◆ **SOURCE TEXT**
---------------

Nuclear medicine is a safe and painless imaging technique used often to help physicians diagnose illness. It is a special branch of radiology that provides a picture of the body’s systems in action.
Are the key organ systems working the way they should? Is brain activity normal? Is the digestive system working properly? Is chronic pain the result of a tiny bone fracture too small to detect?
Nuclear Medicine answers these questions and more with the help of safe, short lived radioactive materials that move through the body and show how the organ systems are functioning.
Nuclear scans or scintigraphy are especially helpful in finding and in some cases treating blockage, locating pockets of infection, identifying hidden fractures, visualizing tumors, and demonstrating changes in bones related to aging or overuse. The scans often locate disease very early in its process when there may be more success in treating it.

---------------

(Records taken from a dataset)
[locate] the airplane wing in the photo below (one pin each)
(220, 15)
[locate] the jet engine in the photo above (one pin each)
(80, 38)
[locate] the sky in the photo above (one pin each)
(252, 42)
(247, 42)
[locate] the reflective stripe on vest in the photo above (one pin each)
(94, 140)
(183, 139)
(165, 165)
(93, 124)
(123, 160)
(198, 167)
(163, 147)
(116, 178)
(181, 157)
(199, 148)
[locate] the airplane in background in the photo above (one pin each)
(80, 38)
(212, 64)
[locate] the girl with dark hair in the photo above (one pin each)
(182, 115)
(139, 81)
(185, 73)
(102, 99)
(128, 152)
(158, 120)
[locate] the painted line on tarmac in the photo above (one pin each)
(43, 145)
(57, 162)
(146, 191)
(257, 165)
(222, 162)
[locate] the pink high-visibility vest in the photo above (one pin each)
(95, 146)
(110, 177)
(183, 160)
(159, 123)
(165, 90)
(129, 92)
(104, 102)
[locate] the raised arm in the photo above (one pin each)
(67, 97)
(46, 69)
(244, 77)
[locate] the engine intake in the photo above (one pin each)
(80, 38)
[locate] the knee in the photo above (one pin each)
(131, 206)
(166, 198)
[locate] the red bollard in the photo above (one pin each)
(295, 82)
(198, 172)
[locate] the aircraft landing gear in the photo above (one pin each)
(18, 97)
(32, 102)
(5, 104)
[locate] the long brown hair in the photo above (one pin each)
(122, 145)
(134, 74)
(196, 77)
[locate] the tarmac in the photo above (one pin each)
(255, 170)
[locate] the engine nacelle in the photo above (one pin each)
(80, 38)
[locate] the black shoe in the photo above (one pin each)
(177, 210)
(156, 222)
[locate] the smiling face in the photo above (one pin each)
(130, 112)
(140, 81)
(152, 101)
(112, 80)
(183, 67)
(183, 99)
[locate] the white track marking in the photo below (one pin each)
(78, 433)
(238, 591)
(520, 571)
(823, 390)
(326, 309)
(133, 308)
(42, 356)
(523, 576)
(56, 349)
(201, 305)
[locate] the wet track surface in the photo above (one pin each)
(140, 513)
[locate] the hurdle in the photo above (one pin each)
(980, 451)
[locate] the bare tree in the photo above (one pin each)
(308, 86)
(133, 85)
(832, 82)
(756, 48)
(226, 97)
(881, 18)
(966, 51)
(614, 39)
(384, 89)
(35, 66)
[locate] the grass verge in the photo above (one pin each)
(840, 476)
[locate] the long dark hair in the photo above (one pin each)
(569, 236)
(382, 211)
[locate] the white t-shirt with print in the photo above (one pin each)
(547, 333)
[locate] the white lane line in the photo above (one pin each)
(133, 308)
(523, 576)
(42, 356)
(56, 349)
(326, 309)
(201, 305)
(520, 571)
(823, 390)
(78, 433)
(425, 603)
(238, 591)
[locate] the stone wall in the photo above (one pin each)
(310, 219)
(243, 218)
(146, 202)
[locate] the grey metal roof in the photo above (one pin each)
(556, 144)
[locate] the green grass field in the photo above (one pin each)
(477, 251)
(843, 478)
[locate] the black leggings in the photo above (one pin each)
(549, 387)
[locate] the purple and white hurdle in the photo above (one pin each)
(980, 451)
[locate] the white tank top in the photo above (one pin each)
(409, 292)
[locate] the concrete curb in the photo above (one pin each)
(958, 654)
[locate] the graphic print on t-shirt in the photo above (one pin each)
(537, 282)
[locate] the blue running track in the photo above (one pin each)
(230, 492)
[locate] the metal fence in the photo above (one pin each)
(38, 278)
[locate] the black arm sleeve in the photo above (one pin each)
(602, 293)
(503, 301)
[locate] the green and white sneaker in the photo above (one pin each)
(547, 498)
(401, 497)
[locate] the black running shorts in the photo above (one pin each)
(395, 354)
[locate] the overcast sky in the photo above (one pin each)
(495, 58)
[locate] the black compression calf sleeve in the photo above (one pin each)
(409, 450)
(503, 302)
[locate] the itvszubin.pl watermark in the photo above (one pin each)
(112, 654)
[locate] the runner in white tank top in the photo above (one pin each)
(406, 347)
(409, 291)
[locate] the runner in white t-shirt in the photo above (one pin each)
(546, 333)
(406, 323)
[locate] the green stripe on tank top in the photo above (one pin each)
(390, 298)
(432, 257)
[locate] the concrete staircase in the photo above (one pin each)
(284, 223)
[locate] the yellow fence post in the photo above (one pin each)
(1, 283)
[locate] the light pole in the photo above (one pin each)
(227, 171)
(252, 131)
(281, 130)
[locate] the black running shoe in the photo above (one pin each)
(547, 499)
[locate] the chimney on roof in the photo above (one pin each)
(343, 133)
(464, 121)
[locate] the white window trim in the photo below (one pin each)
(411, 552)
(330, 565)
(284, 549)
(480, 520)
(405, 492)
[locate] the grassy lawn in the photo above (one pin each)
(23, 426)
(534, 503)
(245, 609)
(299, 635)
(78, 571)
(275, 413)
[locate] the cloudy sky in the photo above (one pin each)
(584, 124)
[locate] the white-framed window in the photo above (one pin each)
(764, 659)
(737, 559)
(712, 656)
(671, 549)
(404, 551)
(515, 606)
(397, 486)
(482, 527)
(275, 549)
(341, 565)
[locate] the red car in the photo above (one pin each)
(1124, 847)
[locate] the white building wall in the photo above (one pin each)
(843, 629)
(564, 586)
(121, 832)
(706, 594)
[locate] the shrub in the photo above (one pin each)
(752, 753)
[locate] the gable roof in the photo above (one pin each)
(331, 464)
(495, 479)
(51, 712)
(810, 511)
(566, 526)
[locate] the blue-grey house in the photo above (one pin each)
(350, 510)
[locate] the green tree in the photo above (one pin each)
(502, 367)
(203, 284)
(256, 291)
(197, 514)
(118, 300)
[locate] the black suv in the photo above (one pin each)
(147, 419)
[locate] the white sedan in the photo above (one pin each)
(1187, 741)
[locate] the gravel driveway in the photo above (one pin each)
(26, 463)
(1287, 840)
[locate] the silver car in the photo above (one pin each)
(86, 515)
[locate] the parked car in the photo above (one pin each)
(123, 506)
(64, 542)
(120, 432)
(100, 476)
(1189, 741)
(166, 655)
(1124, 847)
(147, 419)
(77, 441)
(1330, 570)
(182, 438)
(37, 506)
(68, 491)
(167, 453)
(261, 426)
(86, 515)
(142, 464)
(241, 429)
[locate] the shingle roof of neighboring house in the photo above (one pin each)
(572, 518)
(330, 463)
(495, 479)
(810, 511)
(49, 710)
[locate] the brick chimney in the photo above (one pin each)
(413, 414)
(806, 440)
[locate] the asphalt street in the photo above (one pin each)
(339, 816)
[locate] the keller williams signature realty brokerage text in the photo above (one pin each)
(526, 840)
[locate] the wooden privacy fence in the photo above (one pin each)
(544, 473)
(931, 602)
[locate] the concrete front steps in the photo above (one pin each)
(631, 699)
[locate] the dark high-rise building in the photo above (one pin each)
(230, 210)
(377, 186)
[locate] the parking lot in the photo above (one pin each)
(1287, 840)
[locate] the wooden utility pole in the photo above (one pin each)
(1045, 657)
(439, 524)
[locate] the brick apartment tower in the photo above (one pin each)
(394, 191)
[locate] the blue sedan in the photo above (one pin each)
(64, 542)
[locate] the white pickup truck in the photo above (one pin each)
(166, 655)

---------------

◆ **ACTIVITY**
Write a continuation of the passage on nuclear medicine, starting right after its last sentence. These records were drawn from a different source than the text on nuclear medicine.

◆ **SOLVED EXERCISE**
A nuclear medicine procedure is sometimes described as an “inside-out” x-ray because it records radiation emitting from the patient’s body rather than radiation that is directed through the patient’s body. Nuclear medicine procedures use small amounts of radioactive materials, called radiopharmaceuticals, to create images of anatomy.
Radiopharmaceuticals are substances that are attracted to specific organs, bones or tissues. They are introduced into the patient’s body by injection, swallowing or inhalation. As the radiopharmaceutical travels through the body, it produces radioactive emissions.
A special type of camera detects these emissions in the organ, bone or tissue being imaged and then records the information on a computer screen or on film. Nuclear medicine is unique because it documents function as well as structure. For example, nuclear medicine allows physicians to see how a kidney is functioning, not just what it looks like.
Most other diagnostic imaging tests, in comparison, reveal only structure. Nuclear medicine procedures are performed to assess the function of nearly every organ. Common nuclear medicine procedures include thyroid studies, brain scans, bone scans, lung scans, cardiac stress tests, and liver and gallbladder procedures.
Although nuclear medicine is primarily used for diagnosis, it can be used to treat disease as well. Therapeutic uses include treatment of hyperthyroidism and pain relief from certain types of bone cancers.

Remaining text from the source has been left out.